# Objective:
Put the rows into a numbered list, beginning with the line that contains "Please point out the forehead" and ending with the final row, both included. Leave out any blank lines.

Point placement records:
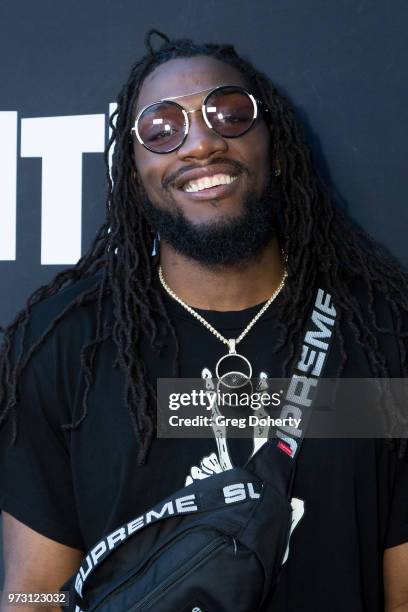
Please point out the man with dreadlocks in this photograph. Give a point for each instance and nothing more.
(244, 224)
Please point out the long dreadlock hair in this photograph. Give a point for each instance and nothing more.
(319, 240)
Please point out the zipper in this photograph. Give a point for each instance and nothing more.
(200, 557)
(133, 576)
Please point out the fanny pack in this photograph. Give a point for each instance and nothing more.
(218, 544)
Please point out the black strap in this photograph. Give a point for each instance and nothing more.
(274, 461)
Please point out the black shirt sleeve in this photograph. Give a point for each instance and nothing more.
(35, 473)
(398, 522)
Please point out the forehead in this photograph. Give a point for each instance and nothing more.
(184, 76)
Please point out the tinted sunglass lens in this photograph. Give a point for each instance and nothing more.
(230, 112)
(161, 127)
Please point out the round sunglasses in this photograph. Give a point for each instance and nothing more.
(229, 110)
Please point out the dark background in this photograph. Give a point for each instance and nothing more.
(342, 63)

# The result:
1. Please point out the forehead in this photograph. Give a point for each instance and nothing more.
2. (184, 76)
3. Please point out the tinted sunglass lens in this photograph. Give a point for each instance and nothing more.
4. (230, 112)
5. (161, 127)
6. Please point out the round sunglasses in this photograph. Give a point for each instance and nothing more.
7. (229, 110)
8. Please point out the dark background in this photograph. Give a point for each instance and nothing more.
9. (342, 63)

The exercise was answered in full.